- _Provided passage_:
- Directed by: Jagdish Sharma
- Written by: Naeem - Ejaz (Dialogues)
- Screenplay by: S. Khan
- Story by: S. Khan
- Produced by: Vijay Sharma
- Starring: Dharmendra Armaan Kohli Shilpa Shirodkar Mehmood Kiran Kumar Raza Murad Paresh Rawal
- Music by: Bappi Lahiri
- Release date: 8 July 1994 (India);
- Running time: 184 min
- Language: Hindi

= Juaari =

Juaari is a 1994 Bollywood Crime drama film starring Armaan Kohli, Dharmendra and Shilpa Shirodkar. The film was released on 7 July 1994. It didn't do well at the box office and was declared as flop.

==Plot==
Police Inspector Dharam Singh (Dharmendra) gets involved in a suicide case which involves gambling at Mumbai Club run by Sanga aka Mr. Sangram. When Dharam Singh tries to arrest Mumbai Club employees, they get killed by Sanga & Dharam Singh gets blamed for murdering Mumbai club employees for which Dharam Singh gets suspended from Police Force. Anita's father losses her to Sanga in gambling for which Anita's lover Vijay (Armaan Kohli) goes to Sanga & asks to free Anita. Sanga tells Vijay that he will free her if Vijay arranges 10 lakhs rupees within 3 months if he wants Neeta at any cost. Vijay tries his luck by getting job but instead, he gets beaten by hooligans. Later, Vijay tries his Luck through Salim (Johnny Lever) through Street Gambling & manages to earn money to get Neeta back but instead, Vijay gets jailed. After a while, when Vijay comes out from prison, he gets informed by Salim that Sanga has enslaved Neeta at her Den. To get her back at any cost, Vijay & Salim go to Sanga's club for gambling but in a fight, Sanga's son Vicky gets killed accidentally for which Vijay goes on the run from Sanga. When Sanga hears this, he causes chaos in the city which makes city police have no other choice but to recruit suspended police officer Dharam Singh to stop Sanga & his chaos. On his way to stop Sanga, Dharam Singh joins forces with Vijay & they save Anita from Sanga & his henchmans by killing Sanga & his den.

(Entries from a point-annotation set)
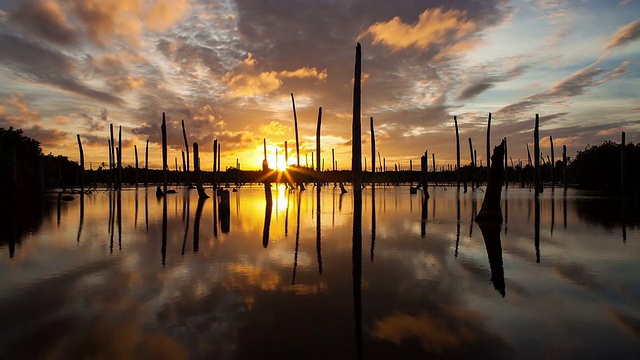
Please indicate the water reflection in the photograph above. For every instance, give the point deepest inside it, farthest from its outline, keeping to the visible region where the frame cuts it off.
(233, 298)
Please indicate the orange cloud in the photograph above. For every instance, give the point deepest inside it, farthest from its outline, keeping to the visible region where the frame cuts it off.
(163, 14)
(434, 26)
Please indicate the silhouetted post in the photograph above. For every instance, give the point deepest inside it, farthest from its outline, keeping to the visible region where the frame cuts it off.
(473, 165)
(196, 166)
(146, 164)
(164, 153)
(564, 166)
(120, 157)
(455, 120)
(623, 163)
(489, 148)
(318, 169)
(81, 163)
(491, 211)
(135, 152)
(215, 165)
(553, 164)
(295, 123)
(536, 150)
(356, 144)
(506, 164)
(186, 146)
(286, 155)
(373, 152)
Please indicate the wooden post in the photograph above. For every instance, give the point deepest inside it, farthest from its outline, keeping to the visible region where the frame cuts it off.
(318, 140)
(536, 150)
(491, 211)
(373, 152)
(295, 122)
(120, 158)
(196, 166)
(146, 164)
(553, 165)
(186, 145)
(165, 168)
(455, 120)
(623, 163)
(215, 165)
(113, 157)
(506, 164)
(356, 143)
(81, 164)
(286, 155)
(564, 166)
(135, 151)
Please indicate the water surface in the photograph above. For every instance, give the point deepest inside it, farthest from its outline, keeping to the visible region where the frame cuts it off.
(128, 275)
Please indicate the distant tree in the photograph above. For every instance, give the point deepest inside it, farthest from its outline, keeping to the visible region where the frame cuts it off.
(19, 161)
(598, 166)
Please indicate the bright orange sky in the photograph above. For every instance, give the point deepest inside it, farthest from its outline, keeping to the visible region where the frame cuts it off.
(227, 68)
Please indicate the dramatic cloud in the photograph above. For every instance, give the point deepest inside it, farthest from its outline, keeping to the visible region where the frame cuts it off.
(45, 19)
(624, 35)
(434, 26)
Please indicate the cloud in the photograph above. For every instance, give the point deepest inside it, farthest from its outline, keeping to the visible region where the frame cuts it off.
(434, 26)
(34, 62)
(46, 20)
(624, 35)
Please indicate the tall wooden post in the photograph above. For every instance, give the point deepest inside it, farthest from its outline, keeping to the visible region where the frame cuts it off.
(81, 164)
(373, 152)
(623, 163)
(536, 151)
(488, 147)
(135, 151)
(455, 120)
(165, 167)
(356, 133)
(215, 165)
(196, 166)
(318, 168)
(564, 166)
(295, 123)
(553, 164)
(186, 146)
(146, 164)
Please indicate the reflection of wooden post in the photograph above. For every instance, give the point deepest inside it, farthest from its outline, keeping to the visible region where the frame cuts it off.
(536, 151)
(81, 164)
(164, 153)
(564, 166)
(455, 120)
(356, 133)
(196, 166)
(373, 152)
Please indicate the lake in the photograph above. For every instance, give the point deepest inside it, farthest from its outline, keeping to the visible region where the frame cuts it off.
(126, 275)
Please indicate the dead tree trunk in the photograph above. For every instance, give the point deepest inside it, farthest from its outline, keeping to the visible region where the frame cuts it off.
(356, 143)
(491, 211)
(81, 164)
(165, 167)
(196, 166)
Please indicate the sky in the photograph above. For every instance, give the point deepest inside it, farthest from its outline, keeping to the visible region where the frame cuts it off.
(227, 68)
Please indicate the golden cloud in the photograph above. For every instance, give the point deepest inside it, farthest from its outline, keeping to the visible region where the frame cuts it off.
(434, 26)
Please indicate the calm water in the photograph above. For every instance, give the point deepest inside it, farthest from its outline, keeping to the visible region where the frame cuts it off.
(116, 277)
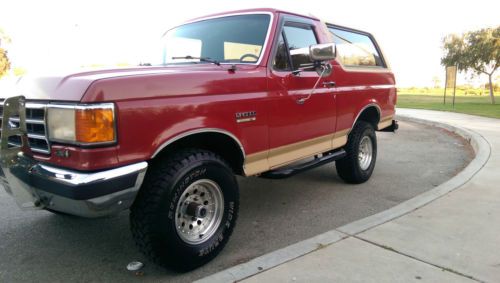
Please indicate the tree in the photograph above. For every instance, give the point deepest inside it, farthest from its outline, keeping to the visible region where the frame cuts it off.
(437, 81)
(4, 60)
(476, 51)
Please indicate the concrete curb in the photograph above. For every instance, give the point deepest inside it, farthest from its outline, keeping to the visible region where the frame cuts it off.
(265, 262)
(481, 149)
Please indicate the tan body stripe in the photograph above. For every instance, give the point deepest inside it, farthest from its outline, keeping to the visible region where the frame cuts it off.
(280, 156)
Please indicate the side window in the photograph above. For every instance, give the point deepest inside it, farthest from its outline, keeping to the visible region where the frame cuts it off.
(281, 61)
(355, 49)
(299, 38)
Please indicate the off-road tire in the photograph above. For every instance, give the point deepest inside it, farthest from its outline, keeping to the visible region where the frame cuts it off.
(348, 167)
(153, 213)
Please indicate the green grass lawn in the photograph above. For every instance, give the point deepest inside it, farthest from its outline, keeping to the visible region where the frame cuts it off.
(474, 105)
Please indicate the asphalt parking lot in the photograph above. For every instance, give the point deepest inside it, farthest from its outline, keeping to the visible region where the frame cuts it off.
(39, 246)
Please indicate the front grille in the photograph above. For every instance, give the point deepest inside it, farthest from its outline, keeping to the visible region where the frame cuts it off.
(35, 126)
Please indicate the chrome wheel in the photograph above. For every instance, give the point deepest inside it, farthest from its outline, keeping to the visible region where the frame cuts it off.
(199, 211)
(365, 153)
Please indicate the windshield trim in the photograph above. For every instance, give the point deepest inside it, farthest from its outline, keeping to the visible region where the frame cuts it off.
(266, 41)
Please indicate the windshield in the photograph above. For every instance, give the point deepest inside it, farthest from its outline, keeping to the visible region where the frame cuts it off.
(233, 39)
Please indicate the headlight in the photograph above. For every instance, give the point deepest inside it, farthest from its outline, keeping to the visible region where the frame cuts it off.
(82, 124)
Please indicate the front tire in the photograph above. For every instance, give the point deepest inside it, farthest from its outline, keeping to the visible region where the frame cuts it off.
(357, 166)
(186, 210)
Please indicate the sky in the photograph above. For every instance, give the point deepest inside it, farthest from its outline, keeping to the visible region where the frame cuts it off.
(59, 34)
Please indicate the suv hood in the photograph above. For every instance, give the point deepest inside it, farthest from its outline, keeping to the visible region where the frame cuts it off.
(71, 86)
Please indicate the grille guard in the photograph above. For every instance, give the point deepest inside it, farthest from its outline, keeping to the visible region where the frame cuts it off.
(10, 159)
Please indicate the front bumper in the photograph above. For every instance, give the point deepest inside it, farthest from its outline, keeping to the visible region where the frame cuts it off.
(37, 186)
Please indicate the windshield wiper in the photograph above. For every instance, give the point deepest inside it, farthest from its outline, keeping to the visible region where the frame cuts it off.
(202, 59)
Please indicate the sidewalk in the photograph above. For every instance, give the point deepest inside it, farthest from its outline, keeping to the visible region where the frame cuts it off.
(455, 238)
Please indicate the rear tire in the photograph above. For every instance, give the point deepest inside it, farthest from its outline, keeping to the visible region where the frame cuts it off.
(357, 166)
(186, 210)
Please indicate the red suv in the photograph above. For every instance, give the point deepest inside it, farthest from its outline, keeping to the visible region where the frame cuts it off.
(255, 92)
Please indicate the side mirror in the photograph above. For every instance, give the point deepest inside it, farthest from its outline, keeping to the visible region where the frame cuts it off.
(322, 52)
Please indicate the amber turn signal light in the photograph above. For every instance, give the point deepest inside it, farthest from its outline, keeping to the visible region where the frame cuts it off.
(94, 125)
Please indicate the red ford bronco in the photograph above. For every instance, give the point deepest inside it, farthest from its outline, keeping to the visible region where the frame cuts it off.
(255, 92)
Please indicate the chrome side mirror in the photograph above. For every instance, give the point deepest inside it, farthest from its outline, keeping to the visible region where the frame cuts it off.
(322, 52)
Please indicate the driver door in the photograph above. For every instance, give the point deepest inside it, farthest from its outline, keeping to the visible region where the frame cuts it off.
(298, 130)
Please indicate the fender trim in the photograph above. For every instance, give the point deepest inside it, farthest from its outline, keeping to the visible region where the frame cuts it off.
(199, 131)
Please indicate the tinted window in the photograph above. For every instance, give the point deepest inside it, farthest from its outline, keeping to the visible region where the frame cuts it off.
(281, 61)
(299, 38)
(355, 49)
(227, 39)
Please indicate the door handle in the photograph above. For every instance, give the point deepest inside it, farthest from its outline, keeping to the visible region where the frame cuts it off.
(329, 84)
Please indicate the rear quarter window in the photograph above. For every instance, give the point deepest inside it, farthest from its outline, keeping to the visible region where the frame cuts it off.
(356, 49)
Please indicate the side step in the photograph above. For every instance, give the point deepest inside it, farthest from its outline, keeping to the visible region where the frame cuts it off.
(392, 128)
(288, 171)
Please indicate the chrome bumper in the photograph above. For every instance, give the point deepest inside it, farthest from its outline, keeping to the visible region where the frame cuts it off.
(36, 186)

- _Work to be completed_: Rewrite the Juaari text from "Juaari is a" up to and including "declared as flop.", putting "commercial failure" in place of "flop". These lines are separate material with no connection to the Juaari text.

- _Answer to this problem_:
Juaari is a 1994 Bollywood Crime drama film starring Armaan Kohli, Dharmendra and Shilpa Shirodkar. The film was released on 7 July 1994. It didn't do well at the box office and was declared as commercial failure.